## Tarefa proposta
Segundo o trecho selecionado, qual é o título do livro que Fredric Wertham lançou na década de 50?

## Trecho selecionado
★ ★ ★ ★ ★

Na década de 50, em pleno McCarthysmo e toda a caça às bruxas dos Estados Unidos, o 'psiquiatra' Fredric Wertham lançou um livro chamado 'A Sedução do inocente' (capa ao lado) que trazia disparates e absurdos com zero de fundamentação científica, como um elaborado correlacionamento entre violência, analfabetismo e até mesmo homossexualidade com a leitura de quadrinhos.
Eram os anos 50. Qualquer desculpa para perseguir alguém publicamente era uma boa desculpa, e caso as desculpas públicas não existissem sempre existia a KKK. Infelizmente, porém, o 'trabalho' de Wertham teve um enorme peso e impacto na indústria de quadrinhos que ainda ressoa nos dias atuais (acho que já falei sobre isso em outras ocasiões, mas um exemplo bem simples reside na criação do Comic Code - que serviu em estabelecer diretrizes e um código de conduta sobre assuntos tabus para quadrinhos abordarem, dos quais inclui o divórcio. Porque comento isso? Porque mesmo abandonando o Comic Code, a Marvel comics em 2007 para tornar o Homem Aranha 'solteiro' de novo ao invés de recorrer a um divórcio ou algo do tipo recorreu a uma história que coloca o demônio Mefisto para DESFAZER o casamento por um passe de mágica... E é tão estúpido quanto esse parágrafo faz parecer).
Argumentar sobe o absurdo do texto de Wertham é chover no molhado. A correlação é absurda só para manter um contexto simples (droga que tipo de poder mágico um livro ilustrado pode exercer para tornar um cidadão exemplar em criminoso? Ou um heterossexual em gay?) e mesmo num mais abrangente (estatisticamente esse é um absurdo! Só a logística para analisar e comparar resultados - a formação dos grupos de estudo, por exemplo, para definir extratos sociais, grau de escolaridade e obviamente toda uma gama de distúrbios ou ausência deles já prévias à leitura de quadrinhos, para assim compor e estruturar os grupos de estudos...).

★ ★ ★ ★ ★

## Dados brutos
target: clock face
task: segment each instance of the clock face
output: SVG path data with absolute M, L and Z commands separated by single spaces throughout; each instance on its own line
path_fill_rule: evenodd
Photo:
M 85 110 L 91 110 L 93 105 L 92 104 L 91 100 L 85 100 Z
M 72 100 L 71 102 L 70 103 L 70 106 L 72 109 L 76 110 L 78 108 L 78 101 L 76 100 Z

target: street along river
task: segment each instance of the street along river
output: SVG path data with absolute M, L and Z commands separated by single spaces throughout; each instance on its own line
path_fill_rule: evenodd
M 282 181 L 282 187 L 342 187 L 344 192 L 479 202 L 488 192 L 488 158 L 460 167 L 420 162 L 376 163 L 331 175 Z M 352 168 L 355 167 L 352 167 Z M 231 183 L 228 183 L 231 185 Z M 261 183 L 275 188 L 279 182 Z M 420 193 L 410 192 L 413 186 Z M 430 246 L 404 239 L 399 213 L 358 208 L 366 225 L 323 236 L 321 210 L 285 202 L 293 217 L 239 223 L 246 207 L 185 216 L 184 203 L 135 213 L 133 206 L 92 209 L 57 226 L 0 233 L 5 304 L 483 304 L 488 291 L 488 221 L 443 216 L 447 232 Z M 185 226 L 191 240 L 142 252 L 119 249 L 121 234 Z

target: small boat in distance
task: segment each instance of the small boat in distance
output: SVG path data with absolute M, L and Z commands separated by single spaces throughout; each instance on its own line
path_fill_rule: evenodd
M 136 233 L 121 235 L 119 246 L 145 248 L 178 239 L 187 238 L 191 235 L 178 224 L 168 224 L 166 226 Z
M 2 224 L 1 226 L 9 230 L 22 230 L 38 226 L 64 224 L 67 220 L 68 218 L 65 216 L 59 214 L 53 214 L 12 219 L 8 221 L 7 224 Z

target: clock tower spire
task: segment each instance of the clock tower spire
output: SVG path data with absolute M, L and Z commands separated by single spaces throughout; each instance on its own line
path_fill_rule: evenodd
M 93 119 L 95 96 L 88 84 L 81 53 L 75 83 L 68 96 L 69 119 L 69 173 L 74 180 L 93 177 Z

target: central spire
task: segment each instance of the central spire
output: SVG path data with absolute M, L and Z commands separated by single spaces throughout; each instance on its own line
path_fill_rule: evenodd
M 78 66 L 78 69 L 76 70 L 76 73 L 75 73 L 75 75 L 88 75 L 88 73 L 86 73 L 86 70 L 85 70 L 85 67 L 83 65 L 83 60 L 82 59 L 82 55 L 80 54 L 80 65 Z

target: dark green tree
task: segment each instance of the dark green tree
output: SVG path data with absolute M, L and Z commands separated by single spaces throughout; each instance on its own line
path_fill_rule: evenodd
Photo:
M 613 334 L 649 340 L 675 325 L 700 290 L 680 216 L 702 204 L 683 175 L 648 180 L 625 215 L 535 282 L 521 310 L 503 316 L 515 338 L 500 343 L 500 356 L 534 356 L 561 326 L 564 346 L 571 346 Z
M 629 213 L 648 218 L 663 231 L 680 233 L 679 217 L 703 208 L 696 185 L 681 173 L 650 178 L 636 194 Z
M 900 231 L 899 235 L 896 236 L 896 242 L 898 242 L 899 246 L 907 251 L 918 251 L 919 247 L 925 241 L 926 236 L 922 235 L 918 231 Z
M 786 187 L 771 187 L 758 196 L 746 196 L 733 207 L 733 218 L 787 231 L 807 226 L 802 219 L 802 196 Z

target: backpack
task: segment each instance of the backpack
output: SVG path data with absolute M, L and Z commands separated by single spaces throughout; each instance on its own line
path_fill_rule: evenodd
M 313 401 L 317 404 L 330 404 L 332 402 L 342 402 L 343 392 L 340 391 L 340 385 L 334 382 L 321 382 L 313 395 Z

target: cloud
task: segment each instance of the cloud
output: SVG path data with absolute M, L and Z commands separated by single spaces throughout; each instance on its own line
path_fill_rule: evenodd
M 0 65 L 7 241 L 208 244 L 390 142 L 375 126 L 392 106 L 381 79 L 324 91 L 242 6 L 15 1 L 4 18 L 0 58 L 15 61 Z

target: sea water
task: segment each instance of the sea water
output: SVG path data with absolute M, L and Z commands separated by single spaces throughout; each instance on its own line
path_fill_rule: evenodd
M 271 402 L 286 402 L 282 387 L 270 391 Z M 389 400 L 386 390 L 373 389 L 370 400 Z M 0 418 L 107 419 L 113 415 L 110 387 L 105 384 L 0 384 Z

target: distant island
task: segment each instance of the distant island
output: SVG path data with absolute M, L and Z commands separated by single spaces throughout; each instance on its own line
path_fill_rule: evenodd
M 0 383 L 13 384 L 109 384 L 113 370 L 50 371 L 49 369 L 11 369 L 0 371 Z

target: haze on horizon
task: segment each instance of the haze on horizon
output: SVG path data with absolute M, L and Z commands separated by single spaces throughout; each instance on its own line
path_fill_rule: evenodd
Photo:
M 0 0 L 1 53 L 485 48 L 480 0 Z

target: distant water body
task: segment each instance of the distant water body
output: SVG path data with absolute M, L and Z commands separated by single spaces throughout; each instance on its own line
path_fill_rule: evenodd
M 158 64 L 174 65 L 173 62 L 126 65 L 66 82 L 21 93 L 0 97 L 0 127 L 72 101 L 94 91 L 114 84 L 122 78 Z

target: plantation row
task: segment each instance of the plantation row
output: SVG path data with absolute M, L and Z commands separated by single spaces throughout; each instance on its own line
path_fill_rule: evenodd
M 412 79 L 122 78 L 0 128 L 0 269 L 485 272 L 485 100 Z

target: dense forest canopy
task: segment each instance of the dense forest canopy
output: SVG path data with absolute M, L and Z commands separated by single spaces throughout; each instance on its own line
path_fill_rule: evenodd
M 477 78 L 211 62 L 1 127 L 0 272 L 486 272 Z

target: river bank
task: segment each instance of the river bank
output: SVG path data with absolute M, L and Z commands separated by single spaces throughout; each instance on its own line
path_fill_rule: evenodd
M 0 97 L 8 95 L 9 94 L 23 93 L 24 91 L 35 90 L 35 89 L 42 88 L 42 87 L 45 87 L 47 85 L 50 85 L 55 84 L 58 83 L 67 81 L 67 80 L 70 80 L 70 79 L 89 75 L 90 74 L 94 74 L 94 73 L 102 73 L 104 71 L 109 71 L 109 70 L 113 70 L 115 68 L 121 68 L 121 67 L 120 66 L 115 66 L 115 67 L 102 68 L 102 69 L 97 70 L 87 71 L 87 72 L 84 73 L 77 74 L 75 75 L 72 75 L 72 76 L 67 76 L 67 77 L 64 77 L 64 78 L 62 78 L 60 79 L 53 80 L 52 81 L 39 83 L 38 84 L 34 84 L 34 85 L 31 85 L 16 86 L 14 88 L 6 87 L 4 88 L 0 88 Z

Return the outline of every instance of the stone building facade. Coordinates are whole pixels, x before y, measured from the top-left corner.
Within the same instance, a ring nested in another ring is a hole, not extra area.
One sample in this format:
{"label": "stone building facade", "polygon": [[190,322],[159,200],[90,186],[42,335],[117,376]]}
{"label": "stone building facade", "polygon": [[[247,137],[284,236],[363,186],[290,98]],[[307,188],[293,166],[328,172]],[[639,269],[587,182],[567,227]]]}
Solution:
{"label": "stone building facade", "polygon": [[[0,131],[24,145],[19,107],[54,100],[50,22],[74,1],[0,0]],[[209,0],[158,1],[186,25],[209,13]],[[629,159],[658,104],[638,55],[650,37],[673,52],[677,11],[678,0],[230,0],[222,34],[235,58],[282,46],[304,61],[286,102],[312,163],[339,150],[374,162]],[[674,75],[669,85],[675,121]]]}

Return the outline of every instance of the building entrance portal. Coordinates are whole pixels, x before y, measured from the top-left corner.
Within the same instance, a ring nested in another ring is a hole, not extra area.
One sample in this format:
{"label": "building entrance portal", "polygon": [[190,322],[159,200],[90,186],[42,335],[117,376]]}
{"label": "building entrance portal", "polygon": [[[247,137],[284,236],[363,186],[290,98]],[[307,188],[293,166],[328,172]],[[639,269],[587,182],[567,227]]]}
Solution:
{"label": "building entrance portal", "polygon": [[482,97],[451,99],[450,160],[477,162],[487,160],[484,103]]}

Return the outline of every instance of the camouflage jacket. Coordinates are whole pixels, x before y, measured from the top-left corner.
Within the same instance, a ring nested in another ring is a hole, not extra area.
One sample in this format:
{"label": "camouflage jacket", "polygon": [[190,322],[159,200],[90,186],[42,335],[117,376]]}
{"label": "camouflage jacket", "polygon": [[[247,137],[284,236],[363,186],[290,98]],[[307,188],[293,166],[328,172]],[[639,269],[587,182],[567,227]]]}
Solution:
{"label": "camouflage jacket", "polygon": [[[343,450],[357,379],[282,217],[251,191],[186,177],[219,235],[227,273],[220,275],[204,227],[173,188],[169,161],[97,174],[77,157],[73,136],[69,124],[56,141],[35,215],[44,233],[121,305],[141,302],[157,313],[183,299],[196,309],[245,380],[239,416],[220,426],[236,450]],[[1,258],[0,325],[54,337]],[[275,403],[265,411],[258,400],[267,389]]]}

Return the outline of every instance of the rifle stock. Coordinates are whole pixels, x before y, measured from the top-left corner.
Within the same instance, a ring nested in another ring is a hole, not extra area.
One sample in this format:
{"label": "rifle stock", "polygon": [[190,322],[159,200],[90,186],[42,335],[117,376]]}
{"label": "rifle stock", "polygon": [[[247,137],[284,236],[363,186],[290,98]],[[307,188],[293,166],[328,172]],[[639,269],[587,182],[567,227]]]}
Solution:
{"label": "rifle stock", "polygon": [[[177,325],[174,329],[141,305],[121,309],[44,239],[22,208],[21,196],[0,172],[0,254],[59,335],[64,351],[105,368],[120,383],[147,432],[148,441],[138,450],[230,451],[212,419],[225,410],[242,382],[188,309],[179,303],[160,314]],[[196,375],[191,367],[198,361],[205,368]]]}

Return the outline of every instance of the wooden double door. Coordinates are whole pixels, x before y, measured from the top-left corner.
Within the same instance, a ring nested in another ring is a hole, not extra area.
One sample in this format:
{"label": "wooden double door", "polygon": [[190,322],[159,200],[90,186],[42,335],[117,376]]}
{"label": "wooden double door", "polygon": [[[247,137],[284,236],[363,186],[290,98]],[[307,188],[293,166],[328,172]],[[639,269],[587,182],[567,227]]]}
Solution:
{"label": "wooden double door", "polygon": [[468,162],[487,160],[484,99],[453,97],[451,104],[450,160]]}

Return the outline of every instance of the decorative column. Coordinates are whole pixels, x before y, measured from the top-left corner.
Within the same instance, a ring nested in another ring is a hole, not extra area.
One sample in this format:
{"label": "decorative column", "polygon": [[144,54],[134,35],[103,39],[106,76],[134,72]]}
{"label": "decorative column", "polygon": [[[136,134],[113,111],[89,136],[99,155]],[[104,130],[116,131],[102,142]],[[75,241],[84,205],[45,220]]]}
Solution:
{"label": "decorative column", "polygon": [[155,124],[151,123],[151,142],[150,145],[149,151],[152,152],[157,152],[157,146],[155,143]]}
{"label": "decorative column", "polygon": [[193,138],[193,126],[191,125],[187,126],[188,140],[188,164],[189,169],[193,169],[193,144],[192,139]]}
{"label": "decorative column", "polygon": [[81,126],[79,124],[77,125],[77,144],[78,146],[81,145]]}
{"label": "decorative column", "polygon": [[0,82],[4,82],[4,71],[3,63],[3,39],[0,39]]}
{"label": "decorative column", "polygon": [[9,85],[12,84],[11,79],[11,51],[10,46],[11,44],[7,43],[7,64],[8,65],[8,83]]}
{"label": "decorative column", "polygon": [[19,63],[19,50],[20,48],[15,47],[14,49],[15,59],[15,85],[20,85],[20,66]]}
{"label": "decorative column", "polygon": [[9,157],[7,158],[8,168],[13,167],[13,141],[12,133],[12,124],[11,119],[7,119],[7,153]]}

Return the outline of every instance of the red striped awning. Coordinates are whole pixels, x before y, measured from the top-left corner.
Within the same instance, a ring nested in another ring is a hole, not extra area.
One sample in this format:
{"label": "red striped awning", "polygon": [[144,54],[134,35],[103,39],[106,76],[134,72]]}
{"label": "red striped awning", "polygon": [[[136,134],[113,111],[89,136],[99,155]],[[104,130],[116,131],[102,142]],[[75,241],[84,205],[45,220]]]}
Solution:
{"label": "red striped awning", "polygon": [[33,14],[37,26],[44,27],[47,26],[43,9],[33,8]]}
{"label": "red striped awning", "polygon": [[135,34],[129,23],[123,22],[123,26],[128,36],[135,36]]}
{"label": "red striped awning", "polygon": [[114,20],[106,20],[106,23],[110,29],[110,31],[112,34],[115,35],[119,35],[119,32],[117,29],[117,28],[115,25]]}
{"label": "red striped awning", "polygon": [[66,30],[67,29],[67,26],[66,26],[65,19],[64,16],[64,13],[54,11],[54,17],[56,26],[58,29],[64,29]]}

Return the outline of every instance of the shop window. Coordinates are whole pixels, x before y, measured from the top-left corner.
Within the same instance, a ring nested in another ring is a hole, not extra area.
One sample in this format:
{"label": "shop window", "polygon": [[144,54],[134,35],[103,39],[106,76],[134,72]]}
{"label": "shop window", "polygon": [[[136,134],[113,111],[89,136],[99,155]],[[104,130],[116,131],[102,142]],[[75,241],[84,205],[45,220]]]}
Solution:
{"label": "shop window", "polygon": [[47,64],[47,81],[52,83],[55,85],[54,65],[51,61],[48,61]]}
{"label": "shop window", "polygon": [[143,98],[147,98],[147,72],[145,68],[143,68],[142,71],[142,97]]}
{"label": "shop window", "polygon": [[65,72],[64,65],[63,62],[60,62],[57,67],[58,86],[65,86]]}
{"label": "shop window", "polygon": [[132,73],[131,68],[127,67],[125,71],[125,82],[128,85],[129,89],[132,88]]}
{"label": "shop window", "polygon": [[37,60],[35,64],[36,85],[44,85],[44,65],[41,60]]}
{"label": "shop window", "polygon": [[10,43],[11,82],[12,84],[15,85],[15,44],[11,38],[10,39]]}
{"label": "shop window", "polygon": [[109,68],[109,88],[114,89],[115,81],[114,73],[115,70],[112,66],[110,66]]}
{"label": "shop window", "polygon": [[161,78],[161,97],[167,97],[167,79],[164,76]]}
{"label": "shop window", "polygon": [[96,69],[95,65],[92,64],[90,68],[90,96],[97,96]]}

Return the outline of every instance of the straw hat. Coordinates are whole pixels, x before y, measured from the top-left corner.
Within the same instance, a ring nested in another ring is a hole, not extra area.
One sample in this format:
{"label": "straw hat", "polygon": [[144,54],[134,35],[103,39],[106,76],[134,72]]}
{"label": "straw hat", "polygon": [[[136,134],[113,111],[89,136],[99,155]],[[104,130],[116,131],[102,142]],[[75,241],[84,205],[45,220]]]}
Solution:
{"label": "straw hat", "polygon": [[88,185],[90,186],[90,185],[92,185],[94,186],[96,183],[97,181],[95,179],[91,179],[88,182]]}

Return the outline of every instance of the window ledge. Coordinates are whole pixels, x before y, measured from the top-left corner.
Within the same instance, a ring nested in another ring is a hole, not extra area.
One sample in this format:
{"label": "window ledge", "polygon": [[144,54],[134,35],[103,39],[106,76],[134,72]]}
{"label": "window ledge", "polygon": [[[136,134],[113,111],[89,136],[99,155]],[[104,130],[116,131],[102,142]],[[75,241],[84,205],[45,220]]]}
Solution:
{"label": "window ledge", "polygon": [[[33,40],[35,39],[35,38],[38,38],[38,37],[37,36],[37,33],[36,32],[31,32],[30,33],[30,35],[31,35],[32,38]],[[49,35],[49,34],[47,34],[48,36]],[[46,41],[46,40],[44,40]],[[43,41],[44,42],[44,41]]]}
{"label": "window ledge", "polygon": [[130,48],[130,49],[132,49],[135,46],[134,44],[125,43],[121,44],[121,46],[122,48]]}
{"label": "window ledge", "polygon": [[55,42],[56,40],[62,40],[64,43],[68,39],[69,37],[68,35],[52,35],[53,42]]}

★ ★ ★ ★ ★

## Tarefa concluída
A Sedução do inocente.